[Saved data entries]
· · · ·

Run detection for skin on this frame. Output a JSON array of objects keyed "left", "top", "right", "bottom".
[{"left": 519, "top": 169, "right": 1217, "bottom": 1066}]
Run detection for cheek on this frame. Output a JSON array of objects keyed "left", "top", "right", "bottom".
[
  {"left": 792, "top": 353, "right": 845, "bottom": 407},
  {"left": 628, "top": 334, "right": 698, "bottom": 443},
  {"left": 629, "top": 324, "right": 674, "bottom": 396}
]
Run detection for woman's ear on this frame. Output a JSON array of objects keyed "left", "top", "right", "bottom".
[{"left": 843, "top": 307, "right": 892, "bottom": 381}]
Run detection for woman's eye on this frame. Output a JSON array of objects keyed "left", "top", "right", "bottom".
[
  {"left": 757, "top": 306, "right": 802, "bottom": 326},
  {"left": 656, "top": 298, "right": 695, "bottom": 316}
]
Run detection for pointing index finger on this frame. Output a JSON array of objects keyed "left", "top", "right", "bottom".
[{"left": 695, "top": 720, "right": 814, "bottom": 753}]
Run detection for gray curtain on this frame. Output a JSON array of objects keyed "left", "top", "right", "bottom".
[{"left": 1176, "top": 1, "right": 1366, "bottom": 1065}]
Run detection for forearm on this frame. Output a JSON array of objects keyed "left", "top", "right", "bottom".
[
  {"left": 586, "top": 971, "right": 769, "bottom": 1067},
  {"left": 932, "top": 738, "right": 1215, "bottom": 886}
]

· · · ·

WORK ITEM
Write out the records once more, precisely as they stand.

OUTPUT BELOW
Run detection for skin on this frame. Output a JSON array of objects keyed "left", "top", "right", "bottom".
[{"left": 519, "top": 169, "right": 1217, "bottom": 1066}]
Run detection for cheek on this frame. Output a JSON array of objects keyed "left", "top", "right", "bottom".
[
  {"left": 792, "top": 353, "right": 845, "bottom": 407},
  {"left": 628, "top": 334, "right": 698, "bottom": 443},
  {"left": 629, "top": 324, "right": 674, "bottom": 396}
]
Run detection for woman's ear on this frame. Output a JSON array of objects keyed "left", "top", "right", "bottom".
[{"left": 843, "top": 307, "right": 892, "bottom": 381}]
Run detection for woman's eye on this frame. Output a JSON array of objects keyed "left", "top", "right", "bottom".
[
  {"left": 757, "top": 306, "right": 802, "bottom": 326},
  {"left": 656, "top": 298, "right": 695, "bottom": 316}
]
Run detection for pointing index finger on this frame. Output a JSON array of objects keyed "left", "top", "right", "bottom".
[{"left": 695, "top": 720, "right": 814, "bottom": 753}]
Run detection for gray curtain on this frame. Output a JSON array of objects keyed "left", "top", "right", "bottom".
[{"left": 1176, "top": 1, "right": 1366, "bottom": 1065}]
Run detection for forearm on this frame. Output a JSON array of objects keyed "left", "top", "right", "bottom".
[
  {"left": 586, "top": 971, "right": 769, "bottom": 1067},
  {"left": 932, "top": 738, "right": 1215, "bottom": 886}
]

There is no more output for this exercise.